| Excerpted passage |
— begin —
23 January 2025
Murray Collis, Chief Investment Officer, Fixed Income (Asia ex-Japan)
Following the decline in Asian dollar-bond issuance in recent years due to the higher funding cost environment -- in addition to net redemptions -- investors have started to consider the broader Asia-Pacific dollar-bond market, which includes markets such as Japan and Australia.
Historically, Asia-Pacific dollar bonds (Asia-Pacific bonds) have been an excellent diversifier and can greatly reduce overall portfolio volatility. Given their emphasis on providing stable income and the generally higher quality of companies issuing bonds, Asia-Pacific bonds have produced attractive returns (4.5% p.a. since Oct. 2005) with relatively low volatility (5.0% p.a. standard deviation) compared with Asia-Pacific equities, which returned 5.4% p.a. but with a much higher volatility of 16.4% p.a. over the same period.
Similarly, if we look at the maximum drawdown (i.e. the maximum loss from a peak to a trough) for both asset classes over this period, the worst drawdown for Asia-Pacific bonds was -17.3%, which occurred in October 2022 due to the combined effects of a spike in US interest rates while credit spreads widened due to defaults in the China property space. Asia-Pacific equities experienced its worst drawdown of -54.5% in February 2009 as global risk assets sold off dramatically due to the global financial crisis.
— end —
| Rows |
— begin —
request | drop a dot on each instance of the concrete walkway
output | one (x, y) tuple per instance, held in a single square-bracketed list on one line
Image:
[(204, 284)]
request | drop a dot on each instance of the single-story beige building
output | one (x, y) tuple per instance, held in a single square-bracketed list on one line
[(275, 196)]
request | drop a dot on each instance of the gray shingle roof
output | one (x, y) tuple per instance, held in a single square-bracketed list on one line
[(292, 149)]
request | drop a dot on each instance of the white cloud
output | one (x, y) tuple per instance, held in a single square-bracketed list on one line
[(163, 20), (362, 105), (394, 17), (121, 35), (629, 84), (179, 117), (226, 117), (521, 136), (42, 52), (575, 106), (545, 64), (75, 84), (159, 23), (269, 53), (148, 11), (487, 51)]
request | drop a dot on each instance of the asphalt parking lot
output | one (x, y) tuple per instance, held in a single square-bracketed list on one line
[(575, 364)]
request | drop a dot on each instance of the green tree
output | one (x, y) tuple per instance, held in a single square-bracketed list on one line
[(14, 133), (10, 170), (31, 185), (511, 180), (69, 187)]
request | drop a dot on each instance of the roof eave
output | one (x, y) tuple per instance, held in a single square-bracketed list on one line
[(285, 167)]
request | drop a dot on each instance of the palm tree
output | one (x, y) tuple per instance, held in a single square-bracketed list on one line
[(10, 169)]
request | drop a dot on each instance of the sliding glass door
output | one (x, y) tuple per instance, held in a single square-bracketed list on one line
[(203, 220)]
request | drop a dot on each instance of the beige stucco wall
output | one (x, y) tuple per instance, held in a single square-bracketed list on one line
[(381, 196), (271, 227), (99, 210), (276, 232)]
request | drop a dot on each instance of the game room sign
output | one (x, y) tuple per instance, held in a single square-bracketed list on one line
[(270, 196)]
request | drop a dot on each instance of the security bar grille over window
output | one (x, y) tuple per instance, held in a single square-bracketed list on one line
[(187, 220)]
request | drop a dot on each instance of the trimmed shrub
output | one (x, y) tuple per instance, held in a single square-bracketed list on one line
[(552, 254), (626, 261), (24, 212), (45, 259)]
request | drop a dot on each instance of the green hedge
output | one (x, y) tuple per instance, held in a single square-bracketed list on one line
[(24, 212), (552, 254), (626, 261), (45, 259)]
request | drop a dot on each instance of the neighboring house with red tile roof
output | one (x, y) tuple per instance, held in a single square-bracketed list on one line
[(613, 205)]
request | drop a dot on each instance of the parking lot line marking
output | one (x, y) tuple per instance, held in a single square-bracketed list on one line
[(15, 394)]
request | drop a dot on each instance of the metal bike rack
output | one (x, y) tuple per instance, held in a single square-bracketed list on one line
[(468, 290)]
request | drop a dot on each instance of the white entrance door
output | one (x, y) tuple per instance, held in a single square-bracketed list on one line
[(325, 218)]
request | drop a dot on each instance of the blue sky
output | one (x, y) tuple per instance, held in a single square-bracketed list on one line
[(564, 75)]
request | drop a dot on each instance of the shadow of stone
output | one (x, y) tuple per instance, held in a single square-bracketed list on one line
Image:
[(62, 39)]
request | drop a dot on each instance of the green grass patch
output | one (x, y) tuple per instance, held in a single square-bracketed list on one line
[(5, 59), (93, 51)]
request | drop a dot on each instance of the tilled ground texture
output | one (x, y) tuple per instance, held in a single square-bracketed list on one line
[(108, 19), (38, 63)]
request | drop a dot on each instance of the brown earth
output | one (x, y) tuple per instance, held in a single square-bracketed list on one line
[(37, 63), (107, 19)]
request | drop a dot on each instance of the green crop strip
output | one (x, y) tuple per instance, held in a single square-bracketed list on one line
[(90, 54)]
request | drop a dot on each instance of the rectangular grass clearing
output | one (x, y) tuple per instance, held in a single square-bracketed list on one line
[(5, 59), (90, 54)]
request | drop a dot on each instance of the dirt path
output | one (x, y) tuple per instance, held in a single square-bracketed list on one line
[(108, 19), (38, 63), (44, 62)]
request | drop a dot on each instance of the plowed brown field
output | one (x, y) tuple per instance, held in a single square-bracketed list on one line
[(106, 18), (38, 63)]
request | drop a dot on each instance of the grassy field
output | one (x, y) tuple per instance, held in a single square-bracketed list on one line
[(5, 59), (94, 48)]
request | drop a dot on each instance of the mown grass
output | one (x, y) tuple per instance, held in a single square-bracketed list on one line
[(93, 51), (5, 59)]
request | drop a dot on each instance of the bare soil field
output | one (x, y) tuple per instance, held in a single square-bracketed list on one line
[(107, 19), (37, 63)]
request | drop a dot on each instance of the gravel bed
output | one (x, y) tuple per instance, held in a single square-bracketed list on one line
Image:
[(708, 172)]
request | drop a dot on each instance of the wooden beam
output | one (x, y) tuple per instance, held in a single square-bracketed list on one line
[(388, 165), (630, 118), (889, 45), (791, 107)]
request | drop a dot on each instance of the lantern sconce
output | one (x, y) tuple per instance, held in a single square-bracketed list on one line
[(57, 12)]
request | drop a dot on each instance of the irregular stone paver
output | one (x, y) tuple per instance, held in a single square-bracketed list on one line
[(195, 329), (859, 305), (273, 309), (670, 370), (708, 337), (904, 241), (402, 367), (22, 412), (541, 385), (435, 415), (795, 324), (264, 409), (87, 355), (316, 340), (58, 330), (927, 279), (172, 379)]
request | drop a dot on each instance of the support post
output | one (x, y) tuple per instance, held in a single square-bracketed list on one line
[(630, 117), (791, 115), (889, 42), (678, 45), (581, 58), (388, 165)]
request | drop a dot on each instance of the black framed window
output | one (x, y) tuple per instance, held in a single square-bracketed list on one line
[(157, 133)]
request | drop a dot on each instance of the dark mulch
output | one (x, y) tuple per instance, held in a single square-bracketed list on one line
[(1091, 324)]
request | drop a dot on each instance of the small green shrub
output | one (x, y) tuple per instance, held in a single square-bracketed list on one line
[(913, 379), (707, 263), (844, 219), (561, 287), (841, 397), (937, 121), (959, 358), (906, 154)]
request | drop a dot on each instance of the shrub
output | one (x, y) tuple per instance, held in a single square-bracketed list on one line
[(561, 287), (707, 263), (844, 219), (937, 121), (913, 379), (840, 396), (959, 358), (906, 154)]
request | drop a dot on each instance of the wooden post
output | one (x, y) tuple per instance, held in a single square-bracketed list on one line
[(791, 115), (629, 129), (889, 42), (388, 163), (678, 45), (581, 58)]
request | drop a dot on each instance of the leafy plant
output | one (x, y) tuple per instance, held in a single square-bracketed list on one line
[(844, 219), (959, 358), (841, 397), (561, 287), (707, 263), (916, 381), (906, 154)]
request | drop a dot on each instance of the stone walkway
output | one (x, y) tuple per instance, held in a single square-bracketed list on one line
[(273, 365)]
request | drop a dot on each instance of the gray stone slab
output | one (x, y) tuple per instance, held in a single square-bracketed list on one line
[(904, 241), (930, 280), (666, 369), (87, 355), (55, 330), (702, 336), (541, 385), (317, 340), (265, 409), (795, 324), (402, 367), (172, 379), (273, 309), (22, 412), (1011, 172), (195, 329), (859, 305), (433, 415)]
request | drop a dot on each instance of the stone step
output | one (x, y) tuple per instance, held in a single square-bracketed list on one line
— end —
| Task list |
A. According to the commentary on Asia-Pacific dollar bonds, in what month and year did Asia-Pacific bonds have their worst drawdown?
B. List every percentage figure that appears in the commentary on Asia-Pacific dollar bonds.

| Exercise answers |
A. October 2022

B. 4.5%, 5.0%, 5.4%, 16.4%, -17.3%, -54.5%